> [WHAT THE TASK ASKS]
Omit all pictures, then retype the data exactly as given.

> [DATASET ROWS]
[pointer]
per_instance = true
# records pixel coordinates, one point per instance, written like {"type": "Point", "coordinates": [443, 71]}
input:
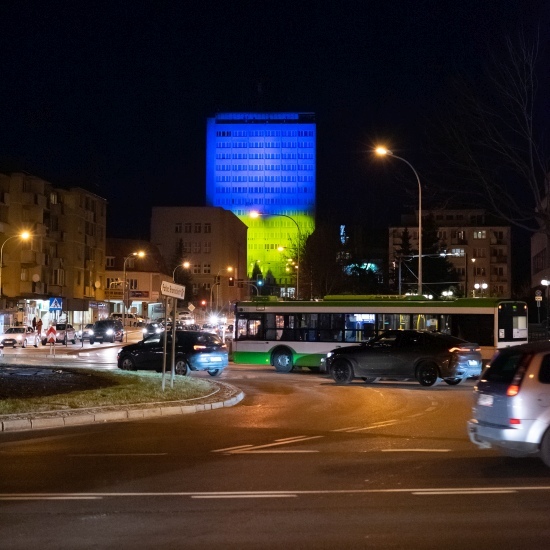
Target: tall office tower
{"type": "Point", "coordinates": [264, 164]}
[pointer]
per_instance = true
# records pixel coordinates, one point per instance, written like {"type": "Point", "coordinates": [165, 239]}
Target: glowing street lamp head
{"type": "Point", "coordinates": [382, 151]}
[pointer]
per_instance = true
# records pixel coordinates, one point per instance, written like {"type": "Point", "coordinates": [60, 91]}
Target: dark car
{"type": "Point", "coordinates": [152, 328]}
{"type": "Point", "coordinates": [86, 332]}
{"type": "Point", "coordinates": [511, 410]}
{"type": "Point", "coordinates": [428, 357]}
{"type": "Point", "coordinates": [107, 330]}
{"type": "Point", "coordinates": [198, 351]}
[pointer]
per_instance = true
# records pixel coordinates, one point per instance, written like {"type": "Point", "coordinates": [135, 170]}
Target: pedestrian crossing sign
{"type": "Point", "coordinates": [56, 304]}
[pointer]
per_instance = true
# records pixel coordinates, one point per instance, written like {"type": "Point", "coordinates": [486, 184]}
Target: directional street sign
{"type": "Point", "coordinates": [172, 290]}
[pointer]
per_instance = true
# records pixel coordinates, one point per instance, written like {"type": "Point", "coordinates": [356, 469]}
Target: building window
{"type": "Point", "coordinates": [479, 252]}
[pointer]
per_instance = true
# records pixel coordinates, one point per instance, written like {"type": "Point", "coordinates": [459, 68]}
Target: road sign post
{"type": "Point", "coordinates": [177, 292]}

> [SOLUTION TO THE PROBLEM]
[pointer]
per_instance = true
# records pixel coordinates, one point per instance, written like {"type": "Point", "coordinates": [443, 71]}
input:
Target: tall office tower
{"type": "Point", "coordinates": [264, 164]}
[pointer]
per_instance = true
# records pixel coordinates, one point per instance, written like {"type": "Point", "coordinates": [165, 239]}
Target: glowing street lamp head
{"type": "Point", "coordinates": [382, 151]}
[pointer]
per_instance = true
# records pixel coordinates, one point per instance, written like {"type": "Point", "coordinates": [60, 91]}
Target: dark car
{"type": "Point", "coordinates": [152, 328]}
{"type": "Point", "coordinates": [86, 332]}
{"type": "Point", "coordinates": [511, 410]}
{"type": "Point", "coordinates": [428, 357]}
{"type": "Point", "coordinates": [107, 330]}
{"type": "Point", "coordinates": [198, 351]}
[pointer]
per_instance = true
# records pixel coordinates, one point per instance, written like {"type": "Point", "coordinates": [135, 170]}
Target: pedestrian crossing sign
{"type": "Point", "coordinates": [56, 304]}
[pointer]
per_instance = true
# records pixel coordinates, one point per instance, written like {"type": "Point", "coordinates": [486, 184]}
Target: directional street sign
{"type": "Point", "coordinates": [172, 290]}
[pointer]
per_instance = true
# records pixel coordinates, one point per instance, written like {"type": "Point", "coordinates": [356, 469]}
Target: building window
{"type": "Point", "coordinates": [479, 252]}
[pointer]
per_instance = true
# records pixel coordinates, one point per instance, written like {"type": "Point", "coordinates": [459, 68]}
Target: road sign post
{"type": "Point", "coordinates": [177, 292]}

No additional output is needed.